* [SUPPLIED ENTRIES]:
++++++++++

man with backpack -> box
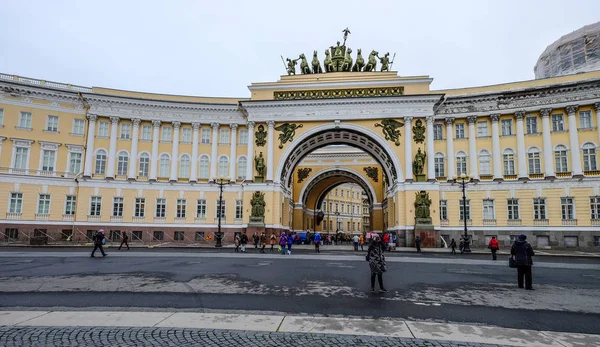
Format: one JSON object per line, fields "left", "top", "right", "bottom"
{"left": 91, "top": 229, "right": 107, "bottom": 258}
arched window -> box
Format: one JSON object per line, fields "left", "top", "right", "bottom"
{"left": 218, "top": 156, "right": 229, "bottom": 178}
{"left": 527, "top": 147, "right": 541, "bottom": 174}
{"left": 456, "top": 151, "right": 467, "bottom": 176}
{"left": 159, "top": 154, "right": 170, "bottom": 177}
{"left": 582, "top": 143, "right": 597, "bottom": 171}
{"left": 138, "top": 153, "right": 150, "bottom": 177}
{"left": 199, "top": 155, "right": 210, "bottom": 179}
{"left": 237, "top": 156, "right": 247, "bottom": 180}
{"left": 479, "top": 150, "right": 491, "bottom": 175}
{"left": 503, "top": 149, "right": 515, "bottom": 175}
{"left": 434, "top": 152, "right": 445, "bottom": 177}
{"left": 554, "top": 145, "right": 568, "bottom": 173}
{"left": 179, "top": 154, "right": 190, "bottom": 178}
{"left": 117, "top": 151, "right": 129, "bottom": 175}
{"left": 94, "top": 149, "right": 107, "bottom": 175}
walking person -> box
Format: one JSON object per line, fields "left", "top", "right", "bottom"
{"left": 259, "top": 232, "right": 267, "bottom": 253}
{"left": 240, "top": 232, "right": 248, "bottom": 253}
{"left": 450, "top": 238, "right": 457, "bottom": 255}
{"left": 415, "top": 235, "right": 422, "bottom": 253}
{"left": 359, "top": 234, "right": 365, "bottom": 251}
{"left": 90, "top": 229, "right": 107, "bottom": 258}
{"left": 270, "top": 233, "right": 276, "bottom": 252}
{"left": 366, "top": 236, "right": 387, "bottom": 293}
{"left": 314, "top": 232, "right": 322, "bottom": 253}
{"left": 279, "top": 232, "right": 287, "bottom": 255}
{"left": 253, "top": 232, "right": 259, "bottom": 249}
{"left": 488, "top": 236, "right": 499, "bottom": 260}
{"left": 383, "top": 233, "right": 390, "bottom": 251}
{"left": 511, "top": 234, "right": 535, "bottom": 290}
{"left": 234, "top": 234, "right": 241, "bottom": 252}
{"left": 287, "top": 232, "right": 294, "bottom": 255}
{"left": 118, "top": 232, "right": 130, "bottom": 251}
{"left": 459, "top": 238, "right": 465, "bottom": 254}
{"left": 353, "top": 234, "right": 360, "bottom": 251}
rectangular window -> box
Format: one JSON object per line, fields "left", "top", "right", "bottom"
{"left": 132, "top": 230, "right": 143, "bottom": 241}
{"left": 64, "top": 195, "right": 76, "bottom": 215}
{"left": 68, "top": 152, "right": 82, "bottom": 173}
{"left": 507, "top": 199, "right": 519, "bottom": 220}
{"left": 239, "top": 129, "right": 248, "bottom": 145}
{"left": 459, "top": 200, "right": 471, "bottom": 221}
{"left": 533, "top": 198, "right": 547, "bottom": 220}
{"left": 561, "top": 197, "right": 575, "bottom": 220}
{"left": 141, "top": 125, "right": 152, "bottom": 140}
{"left": 434, "top": 156, "right": 445, "bottom": 177}
{"left": 46, "top": 115, "right": 59, "bottom": 132}
{"left": 501, "top": 119, "right": 512, "bottom": 136}
{"left": 439, "top": 200, "right": 448, "bottom": 220}
{"left": 61, "top": 229, "right": 73, "bottom": 241}
{"left": 5, "top": 228, "right": 18, "bottom": 240}
{"left": 526, "top": 117, "right": 538, "bottom": 134}
{"left": 456, "top": 155, "right": 467, "bottom": 176}
{"left": 161, "top": 126, "right": 172, "bottom": 141}
{"left": 112, "top": 197, "right": 124, "bottom": 217}
{"left": 109, "top": 230, "right": 121, "bottom": 242}
{"left": 216, "top": 199, "right": 225, "bottom": 218}
{"left": 181, "top": 128, "right": 192, "bottom": 143}
{"left": 528, "top": 152, "right": 541, "bottom": 174}
{"left": 37, "top": 194, "right": 51, "bottom": 214}
{"left": 483, "top": 199, "right": 495, "bottom": 220}
{"left": 98, "top": 121, "right": 109, "bottom": 137}
{"left": 19, "top": 112, "right": 32, "bottom": 128}
{"left": 220, "top": 129, "right": 230, "bottom": 144}
{"left": 590, "top": 196, "right": 600, "bottom": 220}
{"left": 174, "top": 231, "right": 185, "bottom": 241}
{"left": 455, "top": 123, "right": 465, "bottom": 139}
{"left": 155, "top": 198, "right": 166, "bottom": 218}
{"left": 201, "top": 128, "right": 211, "bottom": 144}
{"left": 176, "top": 199, "right": 186, "bottom": 218}
{"left": 72, "top": 119, "right": 85, "bottom": 135}
{"left": 196, "top": 199, "right": 207, "bottom": 218}
{"left": 153, "top": 231, "right": 164, "bottom": 241}
{"left": 579, "top": 111, "right": 592, "bottom": 129}
{"left": 0, "top": 109, "right": 4, "bottom": 126}
{"left": 195, "top": 231, "right": 205, "bottom": 241}
{"left": 503, "top": 153, "right": 515, "bottom": 175}
{"left": 235, "top": 200, "right": 243, "bottom": 219}
{"left": 433, "top": 124, "right": 443, "bottom": 140}
{"left": 13, "top": 147, "right": 29, "bottom": 170}
{"left": 90, "top": 196, "right": 102, "bottom": 216}
{"left": 41, "top": 149, "right": 56, "bottom": 171}
{"left": 477, "top": 121, "right": 489, "bottom": 137}
{"left": 134, "top": 198, "right": 145, "bottom": 217}
{"left": 552, "top": 114, "right": 564, "bottom": 132}
{"left": 9, "top": 193, "right": 23, "bottom": 214}
{"left": 120, "top": 123, "right": 131, "bottom": 139}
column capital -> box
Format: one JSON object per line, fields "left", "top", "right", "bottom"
{"left": 172, "top": 121, "right": 181, "bottom": 130}
{"left": 490, "top": 114, "right": 500, "bottom": 123}
{"left": 595, "top": 102, "right": 600, "bottom": 112}
{"left": 211, "top": 122, "right": 220, "bottom": 131}
{"left": 87, "top": 114, "right": 98, "bottom": 122}
{"left": 247, "top": 121, "right": 256, "bottom": 128}
{"left": 404, "top": 116, "right": 413, "bottom": 123}
{"left": 230, "top": 123, "right": 238, "bottom": 131}
{"left": 110, "top": 116, "right": 120, "bottom": 125}
{"left": 566, "top": 105, "right": 579, "bottom": 116}
{"left": 515, "top": 111, "right": 525, "bottom": 121}
{"left": 466, "top": 116, "right": 477, "bottom": 124}
{"left": 444, "top": 117, "right": 454, "bottom": 126}
{"left": 132, "top": 118, "right": 141, "bottom": 127}
{"left": 425, "top": 116, "right": 434, "bottom": 124}
{"left": 192, "top": 122, "right": 201, "bottom": 130}
{"left": 540, "top": 108, "right": 552, "bottom": 118}
{"left": 152, "top": 120, "right": 161, "bottom": 128}
{"left": 267, "top": 120, "right": 276, "bottom": 127}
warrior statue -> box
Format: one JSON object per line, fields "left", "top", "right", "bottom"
{"left": 378, "top": 52, "right": 391, "bottom": 72}
{"left": 413, "top": 148, "right": 427, "bottom": 176}
{"left": 250, "top": 191, "right": 266, "bottom": 218}
{"left": 342, "top": 27, "right": 351, "bottom": 45}
{"left": 286, "top": 57, "right": 299, "bottom": 75}
{"left": 255, "top": 152, "right": 265, "bottom": 178}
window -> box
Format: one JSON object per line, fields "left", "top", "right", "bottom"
{"left": 196, "top": 199, "right": 207, "bottom": 218}
{"left": 120, "top": 123, "right": 131, "bottom": 139}
{"left": 141, "top": 125, "right": 152, "bottom": 140}
{"left": 199, "top": 155, "right": 210, "bottom": 179}
{"left": 41, "top": 149, "right": 56, "bottom": 171}
{"left": 113, "top": 197, "right": 124, "bottom": 217}
{"left": 72, "top": 119, "right": 85, "bottom": 135}
{"left": 433, "top": 124, "right": 443, "bottom": 140}
{"left": 239, "top": 129, "right": 248, "bottom": 145}
{"left": 507, "top": 199, "right": 519, "bottom": 220}
{"left": 46, "top": 115, "right": 59, "bottom": 132}
{"left": 220, "top": 129, "right": 230, "bottom": 144}
{"left": 161, "top": 126, "right": 172, "bottom": 141}
{"left": 134, "top": 198, "right": 145, "bottom": 217}
{"left": 216, "top": 199, "right": 225, "bottom": 218}
{"left": 90, "top": 196, "right": 102, "bottom": 216}
{"left": 439, "top": 200, "right": 448, "bottom": 220}
{"left": 582, "top": 143, "right": 597, "bottom": 171}
{"left": 459, "top": 200, "right": 470, "bottom": 221}
{"left": 9, "top": 193, "right": 23, "bottom": 213}
{"left": 477, "top": 121, "right": 489, "bottom": 137}
{"left": 181, "top": 128, "right": 192, "bottom": 143}
{"left": 37, "top": 194, "right": 51, "bottom": 215}
{"left": 109, "top": 230, "right": 121, "bottom": 242}
{"left": 61, "top": 229, "right": 73, "bottom": 241}
{"left": 483, "top": 199, "right": 495, "bottom": 220}
{"left": 98, "top": 121, "right": 109, "bottom": 137}
{"left": 456, "top": 151, "right": 467, "bottom": 176}
{"left": 455, "top": 123, "right": 465, "bottom": 139}
{"left": 503, "top": 149, "right": 515, "bottom": 175}
{"left": 218, "top": 156, "right": 228, "bottom": 177}
{"left": 179, "top": 155, "right": 190, "bottom": 178}
{"left": 527, "top": 148, "right": 541, "bottom": 174}
{"left": 579, "top": 111, "right": 592, "bottom": 129}
{"left": 201, "top": 128, "right": 211, "bottom": 144}
{"left": 526, "top": 117, "right": 538, "bottom": 134}
{"left": 64, "top": 195, "right": 76, "bottom": 215}
{"left": 341, "top": 190, "right": 344, "bottom": 197}
{"left": 117, "top": 151, "right": 129, "bottom": 175}
{"left": 0, "top": 109, "right": 4, "bottom": 126}
{"left": 18, "top": 112, "right": 32, "bottom": 128}
{"left": 176, "top": 199, "right": 186, "bottom": 218}
{"left": 138, "top": 153, "right": 149, "bottom": 177}
{"left": 132, "top": 231, "right": 143, "bottom": 241}
{"left": 238, "top": 157, "right": 247, "bottom": 180}
{"left": 95, "top": 150, "right": 107, "bottom": 174}
{"left": 155, "top": 198, "right": 166, "bottom": 218}
{"left": 68, "top": 152, "right": 82, "bottom": 174}
{"left": 552, "top": 114, "right": 564, "bottom": 132}
{"left": 554, "top": 145, "right": 569, "bottom": 173}
{"left": 13, "top": 147, "right": 29, "bottom": 170}
{"left": 479, "top": 150, "right": 491, "bottom": 175}
{"left": 174, "top": 231, "right": 185, "bottom": 241}
{"left": 159, "top": 154, "right": 170, "bottom": 177}
{"left": 561, "top": 197, "right": 575, "bottom": 220}
{"left": 434, "top": 153, "right": 445, "bottom": 177}
{"left": 5, "top": 228, "right": 18, "bottom": 240}
{"left": 153, "top": 231, "right": 164, "bottom": 241}
{"left": 533, "top": 198, "right": 547, "bottom": 220}
{"left": 590, "top": 196, "right": 600, "bottom": 220}
{"left": 195, "top": 231, "right": 205, "bottom": 241}
{"left": 501, "top": 119, "right": 512, "bottom": 136}
{"left": 235, "top": 200, "right": 243, "bottom": 219}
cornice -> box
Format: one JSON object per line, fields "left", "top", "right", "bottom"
{"left": 248, "top": 77, "right": 434, "bottom": 91}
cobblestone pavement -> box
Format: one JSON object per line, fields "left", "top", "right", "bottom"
{"left": 0, "top": 326, "right": 509, "bottom": 347}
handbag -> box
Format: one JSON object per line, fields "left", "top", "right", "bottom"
{"left": 102, "top": 238, "right": 107, "bottom": 245}
{"left": 508, "top": 256, "right": 517, "bottom": 268}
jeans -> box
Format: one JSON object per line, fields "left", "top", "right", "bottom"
{"left": 280, "top": 245, "right": 286, "bottom": 255}
{"left": 517, "top": 265, "right": 533, "bottom": 289}
{"left": 91, "top": 244, "right": 106, "bottom": 257}
{"left": 491, "top": 248, "right": 497, "bottom": 260}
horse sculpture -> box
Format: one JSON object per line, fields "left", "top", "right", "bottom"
{"left": 312, "top": 50, "right": 323, "bottom": 74}
{"left": 363, "top": 50, "right": 378, "bottom": 72}
{"left": 352, "top": 49, "right": 364, "bottom": 72}
{"left": 299, "top": 54, "right": 312, "bottom": 74}
{"left": 342, "top": 48, "right": 353, "bottom": 72}
{"left": 323, "top": 50, "right": 334, "bottom": 72}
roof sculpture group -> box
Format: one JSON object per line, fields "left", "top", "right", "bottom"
{"left": 282, "top": 28, "right": 395, "bottom": 75}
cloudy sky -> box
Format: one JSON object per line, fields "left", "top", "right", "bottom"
{"left": 1, "top": 0, "right": 599, "bottom": 97}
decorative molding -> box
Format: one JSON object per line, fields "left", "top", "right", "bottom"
{"left": 66, "top": 144, "right": 84, "bottom": 153}
{"left": 273, "top": 86, "right": 404, "bottom": 100}
{"left": 152, "top": 120, "right": 161, "bottom": 128}
{"left": 230, "top": 123, "right": 238, "bottom": 131}
{"left": 426, "top": 116, "right": 434, "bottom": 124}
{"left": 565, "top": 104, "right": 579, "bottom": 115}
{"left": 10, "top": 138, "right": 34, "bottom": 147}
{"left": 110, "top": 116, "right": 120, "bottom": 125}
{"left": 172, "top": 121, "right": 181, "bottom": 129}
{"left": 412, "top": 119, "right": 425, "bottom": 144}
{"left": 39, "top": 141, "right": 61, "bottom": 150}
{"left": 247, "top": 121, "right": 255, "bottom": 128}
{"left": 87, "top": 114, "right": 98, "bottom": 122}
{"left": 132, "top": 118, "right": 141, "bottom": 127}
{"left": 297, "top": 167, "right": 312, "bottom": 183}
{"left": 490, "top": 114, "right": 500, "bottom": 122}
{"left": 211, "top": 122, "right": 219, "bottom": 131}
{"left": 466, "top": 116, "right": 477, "bottom": 124}
{"left": 515, "top": 111, "right": 525, "bottom": 120}
{"left": 594, "top": 102, "right": 599, "bottom": 112}
{"left": 255, "top": 125, "right": 266, "bottom": 147}
{"left": 363, "top": 166, "right": 379, "bottom": 182}
{"left": 540, "top": 108, "right": 552, "bottom": 118}
{"left": 445, "top": 117, "right": 454, "bottom": 125}
{"left": 267, "top": 120, "right": 275, "bottom": 127}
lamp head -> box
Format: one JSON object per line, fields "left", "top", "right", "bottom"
{"left": 460, "top": 173, "right": 467, "bottom": 179}
{"left": 452, "top": 175, "right": 458, "bottom": 181}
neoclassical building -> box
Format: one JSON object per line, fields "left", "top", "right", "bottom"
{"left": 1, "top": 27, "right": 600, "bottom": 249}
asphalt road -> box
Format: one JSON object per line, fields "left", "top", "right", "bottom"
{"left": 0, "top": 249, "right": 599, "bottom": 335}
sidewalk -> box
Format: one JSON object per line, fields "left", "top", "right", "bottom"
{"left": 0, "top": 310, "right": 598, "bottom": 347}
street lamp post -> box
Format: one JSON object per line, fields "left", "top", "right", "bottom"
{"left": 454, "top": 173, "right": 472, "bottom": 253}
{"left": 212, "top": 176, "right": 231, "bottom": 248}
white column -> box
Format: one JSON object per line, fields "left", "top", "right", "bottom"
{"left": 426, "top": 116, "right": 435, "bottom": 181}
{"left": 266, "top": 120, "right": 275, "bottom": 182}
{"left": 246, "top": 121, "right": 255, "bottom": 181}
{"left": 169, "top": 121, "right": 181, "bottom": 182}
{"left": 149, "top": 120, "right": 161, "bottom": 181}
{"left": 127, "top": 118, "right": 140, "bottom": 180}
{"left": 210, "top": 123, "right": 219, "bottom": 180}
{"left": 404, "top": 116, "right": 413, "bottom": 181}
{"left": 566, "top": 105, "right": 583, "bottom": 177}
{"left": 106, "top": 116, "right": 119, "bottom": 179}
{"left": 595, "top": 103, "right": 600, "bottom": 145}
{"left": 491, "top": 114, "right": 503, "bottom": 180}
{"left": 515, "top": 111, "right": 527, "bottom": 180}
{"left": 540, "top": 109, "right": 555, "bottom": 179}
{"left": 467, "top": 116, "right": 479, "bottom": 181}
{"left": 83, "top": 114, "right": 97, "bottom": 177}
{"left": 190, "top": 122, "right": 200, "bottom": 182}
{"left": 445, "top": 118, "right": 455, "bottom": 179}
{"left": 229, "top": 123, "right": 238, "bottom": 182}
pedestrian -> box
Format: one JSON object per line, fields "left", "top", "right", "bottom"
{"left": 314, "top": 232, "right": 322, "bottom": 253}
{"left": 366, "top": 236, "right": 387, "bottom": 293}
{"left": 415, "top": 235, "right": 422, "bottom": 253}
{"left": 459, "top": 238, "right": 464, "bottom": 254}
{"left": 118, "top": 232, "right": 130, "bottom": 251}
{"left": 270, "top": 233, "right": 276, "bottom": 252}
{"left": 90, "top": 229, "right": 107, "bottom": 258}
{"left": 353, "top": 234, "right": 359, "bottom": 251}
{"left": 383, "top": 233, "right": 390, "bottom": 251}
{"left": 234, "top": 234, "right": 241, "bottom": 252}
{"left": 510, "top": 234, "right": 535, "bottom": 290}
{"left": 391, "top": 233, "right": 397, "bottom": 251}
{"left": 359, "top": 234, "right": 365, "bottom": 251}
{"left": 240, "top": 232, "right": 248, "bottom": 253}
{"left": 279, "top": 232, "right": 287, "bottom": 255}
{"left": 253, "top": 232, "right": 259, "bottom": 249}
{"left": 287, "top": 232, "right": 294, "bottom": 255}
{"left": 295, "top": 233, "right": 300, "bottom": 245}
{"left": 488, "top": 236, "right": 499, "bottom": 260}
{"left": 305, "top": 229, "right": 311, "bottom": 245}
{"left": 259, "top": 232, "right": 267, "bottom": 253}
{"left": 450, "top": 238, "right": 457, "bottom": 255}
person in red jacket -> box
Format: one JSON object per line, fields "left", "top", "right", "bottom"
{"left": 488, "top": 236, "right": 499, "bottom": 260}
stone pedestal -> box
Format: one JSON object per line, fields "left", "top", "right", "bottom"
{"left": 414, "top": 218, "right": 438, "bottom": 248}
{"left": 254, "top": 176, "right": 264, "bottom": 183}
{"left": 247, "top": 217, "right": 265, "bottom": 235}
{"left": 414, "top": 174, "right": 426, "bottom": 182}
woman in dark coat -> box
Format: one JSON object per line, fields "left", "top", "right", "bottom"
{"left": 366, "top": 236, "right": 387, "bottom": 292}
{"left": 510, "top": 234, "right": 535, "bottom": 290}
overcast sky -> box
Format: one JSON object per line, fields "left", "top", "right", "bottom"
{"left": 1, "top": 0, "right": 599, "bottom": 98}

++++++++++

* [WHAT THE EXERCISE ASKS]: Go through the data above and copy each line that holds the word "window".

* [SOLUTION TO THIS TASK]:
arched window -> box
rectangular window -> box
window -> box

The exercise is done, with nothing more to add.